EXTRACTED TEXT Block Start

Minister of Archaeology and Port, Government of Kerala
- In office 25 May 2016 – 3 May 2021
- Preceded by: Oommen Chandy
- Succeeded by: Ahamed Devarkovil

Minister of Archaeology and Registration, Government of Kerala
- In office 29 December 2023 – 23 May 2026
- Preceded by: Ahamed Devarkovil

Member of Lok Sabha
- In office 1971–1980
- Preceded by: A.K. Gopalan
- Succeeded by: Ramanna Rai
- Constituency: Kasaragod

Minister for Devaswom , Printing and stationery , Government of Kerala
- In office 2009–2011
- Preceded by: G. Sudhakaran
- Succeeded by: V. S. Sivakumar

Personal details
- Born: 1 July 1944 (age 82) Kannur, Madras Presidency, British India
- Party: Congress (Secular)
- Spouse: T. M. Saraswathi
- Children: 1
- Parents: Krishnan Gurukkal (father); T. K. Parvathy Amma (mother);

= Kadannappalli Ramachandran =

Indian politician (born 1944)

Kadannappalli Ramachandran (born 1 July 1944) is an Indian politician who served as the Minister of Archaeology and Registration Of Kerala from December 2023 to May 2026. He previously held the same portfolio from 2016 to 2021. Ramachandran also served as the Minister for Devaswom of Kerala from 2009 to 2011. He is a Member of the Kerala Legislative Assembly representing Kannur since 2016. Prior to that, he represented Edakkad from 2006 to 2011, and Irikkur from 1980 to 1982 in the Kerala Legislative Assembly. He also served as a Member of the Lok Sabha representing Kasaragod from 1971 to 1980, becoming an MP at the age of 27. He is a member of Congress (Secular).

==Career==
He started his political career as I.S.U. Unit President in school life. He was the President of K.S.U. Cannanore Taluk Committee and General Secretary of K.S.U. State Committee. He became Kannur District Convenor of Youth Congress. He was the State Vice President, K.S.U. (1969–71). Ramachandran contested and won the Indian General Elections in 1971 as INC candidate from Kasaragod Lokasabha Constituency, his first opponent was the veteran leader E.K. Nayanar. At that time he was a student in Law Academy. He was re-elected from the same constituency in 1977 also. He became Member of Public Accounts Committee of Lok Sabha and Consultative Committee of Ministry of Railways and Communication.

EXTRACTED TEXT Block End
MATERIAL SHOWN Block Start

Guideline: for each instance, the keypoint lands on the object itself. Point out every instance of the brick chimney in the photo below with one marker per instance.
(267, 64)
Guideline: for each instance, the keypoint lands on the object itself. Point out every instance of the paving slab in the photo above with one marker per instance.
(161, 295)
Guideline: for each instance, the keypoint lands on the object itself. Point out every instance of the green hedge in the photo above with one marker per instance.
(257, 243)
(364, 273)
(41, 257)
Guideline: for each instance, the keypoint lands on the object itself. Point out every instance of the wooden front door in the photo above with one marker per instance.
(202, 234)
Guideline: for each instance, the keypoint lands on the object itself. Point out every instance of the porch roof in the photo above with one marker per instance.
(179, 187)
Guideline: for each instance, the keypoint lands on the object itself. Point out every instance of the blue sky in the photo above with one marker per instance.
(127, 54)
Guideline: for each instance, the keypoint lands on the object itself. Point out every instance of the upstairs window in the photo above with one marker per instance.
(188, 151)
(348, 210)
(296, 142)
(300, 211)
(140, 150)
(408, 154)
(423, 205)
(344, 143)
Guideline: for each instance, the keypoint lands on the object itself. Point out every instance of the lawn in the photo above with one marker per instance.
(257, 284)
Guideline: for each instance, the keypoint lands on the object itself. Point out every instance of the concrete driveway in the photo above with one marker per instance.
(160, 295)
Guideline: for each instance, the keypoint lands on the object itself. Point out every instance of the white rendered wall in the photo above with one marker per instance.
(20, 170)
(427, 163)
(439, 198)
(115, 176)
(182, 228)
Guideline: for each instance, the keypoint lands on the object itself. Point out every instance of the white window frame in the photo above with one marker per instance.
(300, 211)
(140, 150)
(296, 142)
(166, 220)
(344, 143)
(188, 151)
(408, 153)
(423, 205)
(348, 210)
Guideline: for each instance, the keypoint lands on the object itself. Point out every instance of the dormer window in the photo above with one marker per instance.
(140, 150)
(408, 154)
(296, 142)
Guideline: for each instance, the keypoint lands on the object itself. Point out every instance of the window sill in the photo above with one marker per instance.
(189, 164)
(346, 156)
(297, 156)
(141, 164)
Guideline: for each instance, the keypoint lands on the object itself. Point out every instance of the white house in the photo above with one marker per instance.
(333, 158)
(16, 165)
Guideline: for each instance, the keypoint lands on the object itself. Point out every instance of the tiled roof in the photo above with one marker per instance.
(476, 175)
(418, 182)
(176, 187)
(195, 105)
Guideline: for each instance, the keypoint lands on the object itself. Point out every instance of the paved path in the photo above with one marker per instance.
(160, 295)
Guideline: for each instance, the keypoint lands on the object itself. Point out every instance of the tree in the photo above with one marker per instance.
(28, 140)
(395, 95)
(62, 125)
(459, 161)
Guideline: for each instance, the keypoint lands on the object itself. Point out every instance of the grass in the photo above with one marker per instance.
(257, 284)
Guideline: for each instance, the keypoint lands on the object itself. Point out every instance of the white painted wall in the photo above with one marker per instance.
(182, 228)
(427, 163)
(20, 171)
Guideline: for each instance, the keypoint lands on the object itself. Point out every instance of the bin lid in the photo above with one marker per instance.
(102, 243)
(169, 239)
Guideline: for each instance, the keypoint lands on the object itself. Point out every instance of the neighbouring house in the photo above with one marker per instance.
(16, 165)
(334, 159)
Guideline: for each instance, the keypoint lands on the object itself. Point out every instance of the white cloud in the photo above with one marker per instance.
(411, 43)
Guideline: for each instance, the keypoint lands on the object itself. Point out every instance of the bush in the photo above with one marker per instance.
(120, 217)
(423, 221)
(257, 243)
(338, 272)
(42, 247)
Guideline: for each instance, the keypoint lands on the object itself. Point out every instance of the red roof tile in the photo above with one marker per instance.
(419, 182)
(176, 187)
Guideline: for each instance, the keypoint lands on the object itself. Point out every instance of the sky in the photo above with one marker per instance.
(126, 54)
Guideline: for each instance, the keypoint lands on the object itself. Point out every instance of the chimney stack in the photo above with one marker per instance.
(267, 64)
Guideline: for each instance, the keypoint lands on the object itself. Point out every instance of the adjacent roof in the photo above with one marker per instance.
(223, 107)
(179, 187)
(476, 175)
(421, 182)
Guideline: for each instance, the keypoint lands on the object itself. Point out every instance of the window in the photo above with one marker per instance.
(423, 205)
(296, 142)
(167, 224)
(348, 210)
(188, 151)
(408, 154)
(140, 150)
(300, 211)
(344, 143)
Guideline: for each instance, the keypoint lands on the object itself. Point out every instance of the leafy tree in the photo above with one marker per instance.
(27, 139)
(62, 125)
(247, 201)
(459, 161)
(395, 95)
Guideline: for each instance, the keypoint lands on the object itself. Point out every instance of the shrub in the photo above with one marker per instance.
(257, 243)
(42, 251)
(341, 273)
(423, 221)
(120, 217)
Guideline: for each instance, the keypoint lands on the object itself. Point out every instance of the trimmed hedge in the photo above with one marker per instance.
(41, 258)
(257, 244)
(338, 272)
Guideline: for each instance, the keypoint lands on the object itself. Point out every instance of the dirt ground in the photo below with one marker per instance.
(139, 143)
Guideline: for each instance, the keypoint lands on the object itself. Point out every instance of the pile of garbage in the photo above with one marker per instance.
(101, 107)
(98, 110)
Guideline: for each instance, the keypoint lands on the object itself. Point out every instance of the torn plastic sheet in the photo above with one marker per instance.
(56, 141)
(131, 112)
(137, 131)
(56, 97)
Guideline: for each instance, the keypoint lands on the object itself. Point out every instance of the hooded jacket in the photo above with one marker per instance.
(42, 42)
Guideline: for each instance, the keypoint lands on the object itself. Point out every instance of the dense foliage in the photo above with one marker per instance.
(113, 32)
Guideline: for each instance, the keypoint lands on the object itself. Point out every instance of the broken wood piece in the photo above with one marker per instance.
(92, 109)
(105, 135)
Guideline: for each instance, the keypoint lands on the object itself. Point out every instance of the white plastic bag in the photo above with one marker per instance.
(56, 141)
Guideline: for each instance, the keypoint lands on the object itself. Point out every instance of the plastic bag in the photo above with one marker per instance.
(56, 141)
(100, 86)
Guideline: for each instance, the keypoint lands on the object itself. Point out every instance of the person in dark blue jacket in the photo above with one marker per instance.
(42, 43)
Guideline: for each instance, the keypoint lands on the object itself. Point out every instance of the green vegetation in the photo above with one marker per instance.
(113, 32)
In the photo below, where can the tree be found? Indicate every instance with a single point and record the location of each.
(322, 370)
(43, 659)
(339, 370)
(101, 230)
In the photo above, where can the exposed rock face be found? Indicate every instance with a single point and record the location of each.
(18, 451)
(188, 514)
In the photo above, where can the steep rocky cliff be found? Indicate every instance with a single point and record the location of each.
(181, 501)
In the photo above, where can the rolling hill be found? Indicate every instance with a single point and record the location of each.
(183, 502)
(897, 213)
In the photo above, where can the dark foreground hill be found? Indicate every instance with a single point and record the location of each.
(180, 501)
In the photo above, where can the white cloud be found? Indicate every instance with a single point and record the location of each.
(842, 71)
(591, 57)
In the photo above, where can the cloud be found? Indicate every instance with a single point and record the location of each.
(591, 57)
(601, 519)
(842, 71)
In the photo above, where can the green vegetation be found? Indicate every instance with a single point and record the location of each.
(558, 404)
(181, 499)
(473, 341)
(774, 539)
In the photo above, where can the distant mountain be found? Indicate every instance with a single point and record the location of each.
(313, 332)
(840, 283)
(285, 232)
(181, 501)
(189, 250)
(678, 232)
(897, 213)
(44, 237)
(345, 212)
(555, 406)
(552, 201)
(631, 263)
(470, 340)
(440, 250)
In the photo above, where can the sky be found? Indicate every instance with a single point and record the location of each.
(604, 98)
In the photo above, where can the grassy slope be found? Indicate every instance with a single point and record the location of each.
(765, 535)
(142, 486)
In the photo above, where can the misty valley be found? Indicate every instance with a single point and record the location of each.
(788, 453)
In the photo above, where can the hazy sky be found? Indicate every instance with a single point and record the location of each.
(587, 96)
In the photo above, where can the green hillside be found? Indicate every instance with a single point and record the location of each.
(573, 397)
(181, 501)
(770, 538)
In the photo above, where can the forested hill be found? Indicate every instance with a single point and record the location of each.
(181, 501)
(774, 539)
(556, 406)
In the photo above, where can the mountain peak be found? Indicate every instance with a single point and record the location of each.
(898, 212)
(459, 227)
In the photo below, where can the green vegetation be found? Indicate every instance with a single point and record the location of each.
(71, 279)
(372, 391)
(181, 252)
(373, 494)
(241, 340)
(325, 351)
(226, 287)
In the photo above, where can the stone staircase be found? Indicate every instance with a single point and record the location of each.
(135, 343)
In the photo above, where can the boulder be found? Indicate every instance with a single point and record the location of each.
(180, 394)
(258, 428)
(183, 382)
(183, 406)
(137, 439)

MATERIAL SHOWN Block End

_TASK_
Please translate this sentence from the text on Kadannappalli Ramachandran into Spanish: "He was re-elected from the same constituency in 1977 also."

_EXERCISE ANSWER_
También fue reelegido por la misma circunscripción en 1977.